Begin DATA SUPPLIED

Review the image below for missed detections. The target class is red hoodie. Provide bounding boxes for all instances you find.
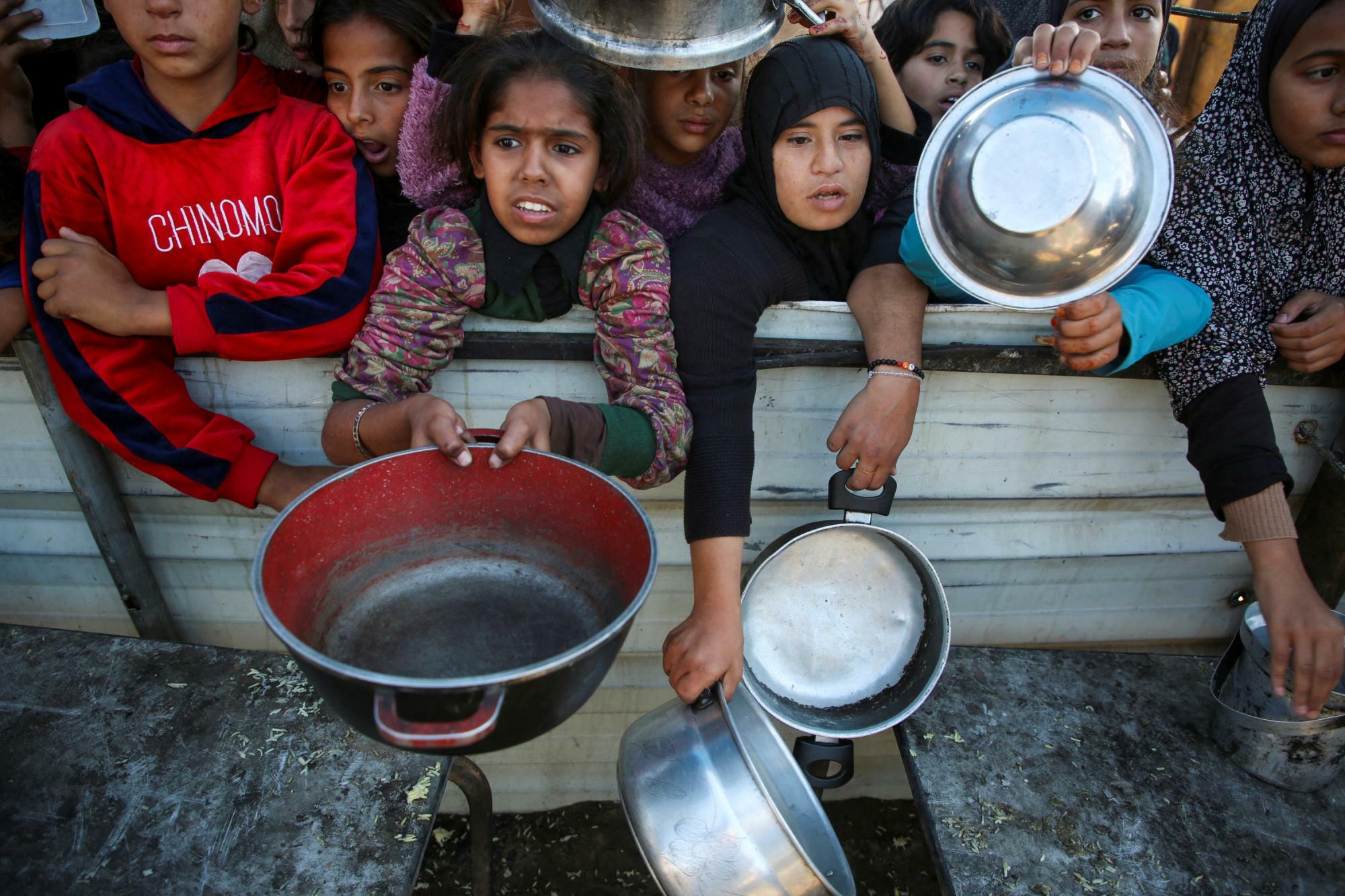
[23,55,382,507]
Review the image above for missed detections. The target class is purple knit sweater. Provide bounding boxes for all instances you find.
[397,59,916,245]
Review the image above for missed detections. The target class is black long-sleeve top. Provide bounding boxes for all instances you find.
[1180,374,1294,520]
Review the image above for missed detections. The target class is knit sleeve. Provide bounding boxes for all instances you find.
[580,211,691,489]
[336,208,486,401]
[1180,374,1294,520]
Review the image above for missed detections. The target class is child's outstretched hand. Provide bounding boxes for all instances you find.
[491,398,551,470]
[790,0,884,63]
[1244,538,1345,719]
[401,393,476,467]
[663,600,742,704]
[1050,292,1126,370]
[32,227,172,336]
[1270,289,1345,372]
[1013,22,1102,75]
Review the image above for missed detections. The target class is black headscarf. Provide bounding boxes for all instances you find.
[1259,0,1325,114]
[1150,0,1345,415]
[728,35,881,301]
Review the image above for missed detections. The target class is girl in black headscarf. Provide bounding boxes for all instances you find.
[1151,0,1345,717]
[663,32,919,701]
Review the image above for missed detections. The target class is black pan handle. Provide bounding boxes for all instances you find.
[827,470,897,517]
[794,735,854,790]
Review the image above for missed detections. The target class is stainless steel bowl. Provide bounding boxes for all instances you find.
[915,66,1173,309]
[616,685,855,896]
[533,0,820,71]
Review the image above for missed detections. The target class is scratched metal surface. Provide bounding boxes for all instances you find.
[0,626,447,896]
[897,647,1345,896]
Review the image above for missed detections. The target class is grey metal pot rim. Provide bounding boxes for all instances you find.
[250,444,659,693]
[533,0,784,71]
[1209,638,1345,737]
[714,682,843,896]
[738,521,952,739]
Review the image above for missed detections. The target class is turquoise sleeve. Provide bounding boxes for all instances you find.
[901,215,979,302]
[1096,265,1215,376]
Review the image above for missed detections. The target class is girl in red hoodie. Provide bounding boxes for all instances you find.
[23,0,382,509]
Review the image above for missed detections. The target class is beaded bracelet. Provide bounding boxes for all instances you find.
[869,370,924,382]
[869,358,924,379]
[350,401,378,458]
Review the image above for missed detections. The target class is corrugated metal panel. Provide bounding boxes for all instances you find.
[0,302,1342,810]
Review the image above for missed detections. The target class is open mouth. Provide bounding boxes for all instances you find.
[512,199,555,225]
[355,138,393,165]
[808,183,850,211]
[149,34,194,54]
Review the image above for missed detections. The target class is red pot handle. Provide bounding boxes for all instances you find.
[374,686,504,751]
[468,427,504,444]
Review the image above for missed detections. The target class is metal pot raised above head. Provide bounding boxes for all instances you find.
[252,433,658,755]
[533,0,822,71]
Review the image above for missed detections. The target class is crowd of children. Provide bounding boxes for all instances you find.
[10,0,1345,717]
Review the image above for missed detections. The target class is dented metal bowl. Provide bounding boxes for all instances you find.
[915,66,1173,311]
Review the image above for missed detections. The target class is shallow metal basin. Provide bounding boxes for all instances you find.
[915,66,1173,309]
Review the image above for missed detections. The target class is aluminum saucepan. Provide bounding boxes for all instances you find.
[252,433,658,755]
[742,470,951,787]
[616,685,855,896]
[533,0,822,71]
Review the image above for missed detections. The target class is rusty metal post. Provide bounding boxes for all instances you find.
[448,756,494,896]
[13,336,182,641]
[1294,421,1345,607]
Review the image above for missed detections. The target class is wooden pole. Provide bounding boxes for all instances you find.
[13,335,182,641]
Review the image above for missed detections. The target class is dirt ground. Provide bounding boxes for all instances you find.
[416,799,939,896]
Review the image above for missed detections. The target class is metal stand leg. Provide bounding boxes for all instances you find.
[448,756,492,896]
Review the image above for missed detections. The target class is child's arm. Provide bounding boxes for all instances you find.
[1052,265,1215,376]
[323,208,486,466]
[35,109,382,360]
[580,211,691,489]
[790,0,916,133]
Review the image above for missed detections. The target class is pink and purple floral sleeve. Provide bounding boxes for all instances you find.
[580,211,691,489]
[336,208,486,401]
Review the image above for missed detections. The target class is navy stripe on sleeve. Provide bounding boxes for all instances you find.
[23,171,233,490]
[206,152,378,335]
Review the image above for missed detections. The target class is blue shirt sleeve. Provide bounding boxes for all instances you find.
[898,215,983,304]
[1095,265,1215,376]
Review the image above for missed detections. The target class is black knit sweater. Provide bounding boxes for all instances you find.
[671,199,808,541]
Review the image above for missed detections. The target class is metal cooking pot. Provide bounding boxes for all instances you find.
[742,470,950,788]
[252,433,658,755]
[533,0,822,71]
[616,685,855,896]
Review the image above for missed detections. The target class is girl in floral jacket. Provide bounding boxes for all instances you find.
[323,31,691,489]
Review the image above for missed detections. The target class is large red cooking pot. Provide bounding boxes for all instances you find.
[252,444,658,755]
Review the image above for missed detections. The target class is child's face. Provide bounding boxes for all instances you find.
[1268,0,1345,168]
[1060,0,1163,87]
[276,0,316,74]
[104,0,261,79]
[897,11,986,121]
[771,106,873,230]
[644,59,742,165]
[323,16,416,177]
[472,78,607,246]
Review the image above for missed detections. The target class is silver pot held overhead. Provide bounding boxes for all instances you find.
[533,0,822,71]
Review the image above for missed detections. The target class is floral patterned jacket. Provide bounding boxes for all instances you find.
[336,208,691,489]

End DATA SUPPLIED

AIM → Please rewrite the lines above from the first one through the line with "[794,735,854,790]", both ends included, keeping the requests and multiplying every bounding box coordinate in the answers by 0.45, rounded to whole numbers with halves going up. Leave the pictures out.

REPLY TO THE TASK →
Review the image below for missed detections. The target class is red hoodie. Provide bounding boxes for all instances you find.
[10,25,172,228]
Review the image above for missed detections. The target class is purple knit sweater. Provide bounding boxes for all instances you find.
[179,27,412,110]
Review the image above for missed detections. The target class is black long-sleeve top. Provide bounding boxes for all instances you find.
[531,168,582,234]
Review the image above for missed detections. The target class is knit sleeve. Provide bounding boxes for all instances you find.
[261,95,311,220]
[151,94,219,180]
[531,168,582,234]
Review the image above for missed detections. The target class is child's outstretched hand. Provide bounding boxes for all instances you find.
[221,179,248,212]
[356,0,398,28]
[560,242,605,324]
[180,177,214,210]
[298,270,334,317]
[473,131,507,167]
[14,102,77,151]
[572,130,605,167]
[456,10,496,34]
Review the image above for missed detections. The target class is black headscarf. Provide bounding boxes for all instances you find.
[567,0,596,51]
[518,0,605,187]
[328,16,396,135]
Review the image above for missed detections. The target class is girl in black headscarf. Provide bounding boxes for all instances you find.
[518,0,605,323]
[298,14,414,315]
Review the image above for missed detections. The target class is black pan handle. Provide bounding boxes for all instances you find.
[372,212,404,233]
[357,331,384,356]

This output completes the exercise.